## Exercises to complete
A: Repeat word for word the part of the forum post about ATAC-seq read lengths that opens with the words containing "yaoyao20152031 • 0" and closes with "pass to cutadapt?".
B: Pick up the forum post about ATAC-seq read lengths after its last sentence and continue writing it.

## Source extract
=======
Question

Variable read length distribution after cutadapt running for my ATAC-seq datasets

0

Entering edit mode

5.2 years ago

yaoyao20152031 • 0

Hi all,

I am processing the ATACseq datasets recently, and I've done fastQC before and after adapter trimming using cutadapt v2.5. The ATACseq datasets are downloaded form GEO (GSE119453 ) with 75bp pair-end sequence. The fastqc report shows that the read length is 76 for R1 or R2 before cutadapt running. However the fastqc report shows that the length distribution is 0-76 and the density is wired after trimming ( See shared images of one example of report before and after cutadapt for R1).

I am not sure is there any problem with the adapter removal step. Is there any error for the adapter sequence I pass to cutadapt?
=======
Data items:
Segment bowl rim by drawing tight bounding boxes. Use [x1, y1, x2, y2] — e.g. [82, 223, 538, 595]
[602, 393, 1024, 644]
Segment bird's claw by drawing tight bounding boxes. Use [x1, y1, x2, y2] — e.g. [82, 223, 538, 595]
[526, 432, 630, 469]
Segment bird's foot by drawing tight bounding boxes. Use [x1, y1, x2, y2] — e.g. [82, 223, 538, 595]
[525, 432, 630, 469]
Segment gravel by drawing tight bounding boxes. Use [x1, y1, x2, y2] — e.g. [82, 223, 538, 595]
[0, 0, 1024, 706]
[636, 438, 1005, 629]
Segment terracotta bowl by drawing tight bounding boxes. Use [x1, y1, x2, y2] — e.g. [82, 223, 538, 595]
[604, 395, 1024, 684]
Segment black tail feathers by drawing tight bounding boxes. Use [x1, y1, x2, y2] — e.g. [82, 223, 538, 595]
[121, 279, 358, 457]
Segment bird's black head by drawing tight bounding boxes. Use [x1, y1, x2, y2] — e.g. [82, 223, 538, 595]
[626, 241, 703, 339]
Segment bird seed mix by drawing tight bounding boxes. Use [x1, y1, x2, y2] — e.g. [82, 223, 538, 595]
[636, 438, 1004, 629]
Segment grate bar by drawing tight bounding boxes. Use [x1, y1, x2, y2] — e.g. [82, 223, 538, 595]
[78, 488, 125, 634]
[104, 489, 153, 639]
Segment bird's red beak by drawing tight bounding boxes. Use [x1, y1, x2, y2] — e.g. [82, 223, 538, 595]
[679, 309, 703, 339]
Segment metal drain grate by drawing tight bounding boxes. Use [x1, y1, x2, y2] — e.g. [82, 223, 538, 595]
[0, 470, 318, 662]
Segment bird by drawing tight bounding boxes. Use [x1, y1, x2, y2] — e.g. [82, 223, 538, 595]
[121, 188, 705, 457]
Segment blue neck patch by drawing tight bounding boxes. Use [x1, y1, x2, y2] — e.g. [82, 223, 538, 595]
=======
## Answers to this exercise
A:
yaoyao20152031 • 0

Hi all,

I am processing the ATACseq datasets recently, and I've done fastQC before and after adapter trimming using cutadapt v2.5. The ATACseq datasets are downloaded form GEO (GSE119453 ) with 75bp pair-end sequence. The fastqc report shows that the read length is 76 for R1 or R2 before cutadapt running. However the fastqc report shows that the length distribution is 0-76 and the density is wired after trimming ( See shared images of one example of report before and after cutadapt for R1).

I am not sure is there any problem with the adapter removal step. Is there any error for the adapter sequence I pass to cutadapt?

B:
Length before cutadapt:

Length before cutadapt

adapter detect before cutadapt:

adapter detect before cutadapt

Length after cutadapt:

Length after cutadapt

adapter not detect after cutadapt:

adapter not detect after cutadapt

The cutadapt options I used:

cutadapt \
  -a CTGTCTCTTATACACATCTCCGAGCCCACGAGAC \
  -A CTGTCTCTTATACACATCTGACGCTGCCGACGA \
  -o /n/scratch2/yy220/downloaded/ATAC_seq_datasets/2_cudadapt/${prefix}_R1.fastq.gz \
  -p /n/scratch2/yy220/downloaded/ATAC_seq_datasets/2_cudadapt/${prefix}_R2.fastq.gz \
  ${prefix}_OTHER_1.fastq.gz  ${prefix}_OTHER_2.fastq.gz \
  --cores=20 \
  --quality-cutoff 10 \
  -m 20 \
  --pair-filter=both

The first 800 reads which including my adapter for R1:

zcat SRR7784432_GSM3374850_Myeloid_dendritic_cells_sample_1_Homo_sapiens_ATAC-seq_1.fastq.gz | head -n 800 | grep -E CTGTCTCTTATACACATCTCCGAGCCCACGAGAC`

Only four reads are detected:

GCCCCTCCTAGTGGTCTCCATGCTCCCCTCTCATGACCCCTGTCTCTTATACACATCTCCGAGCCCACGAGACTAA 
GTGAGAAACGGAGCAGGAGAGCAGGGGGGGAGGCCCCAGACCTGTCTCTTATACACATCTCCGAGCCCACGAGACT   
GTCTCAGCTCACTACAACCTCCCCCTCCCGGCTTCAGGCCTGTCTCTTATACACATCTCCGAGCCCACGAGACTAA  
CAGTAGATATCCTTAAACCCATAGTAAGTTCCATAACCTGTCTCTTATACACATCTCCGAGCCCACGAGACTAAGG

The sequence of Nextera adapter from illumina website

illumina adapter sequence

cutadapt read-length alignment ATAC-seq • 3.2k views

ADD COMMENT • link updated 2.1 years ago by Ram 45k • written 5.2 years ago by yaoyao20152031 • 0

0

Entering edit mode

This is normal and expected. Fragment length in ATAC-seq is unequal by the nature of the experiment.

ADD REPLY • link 5.2 years ago by ATpoint 88k

0

Entering edit mode

But why there is a peak at 75 bp after cutadapt, that seems many of the reads were not trimmed by cutadapt.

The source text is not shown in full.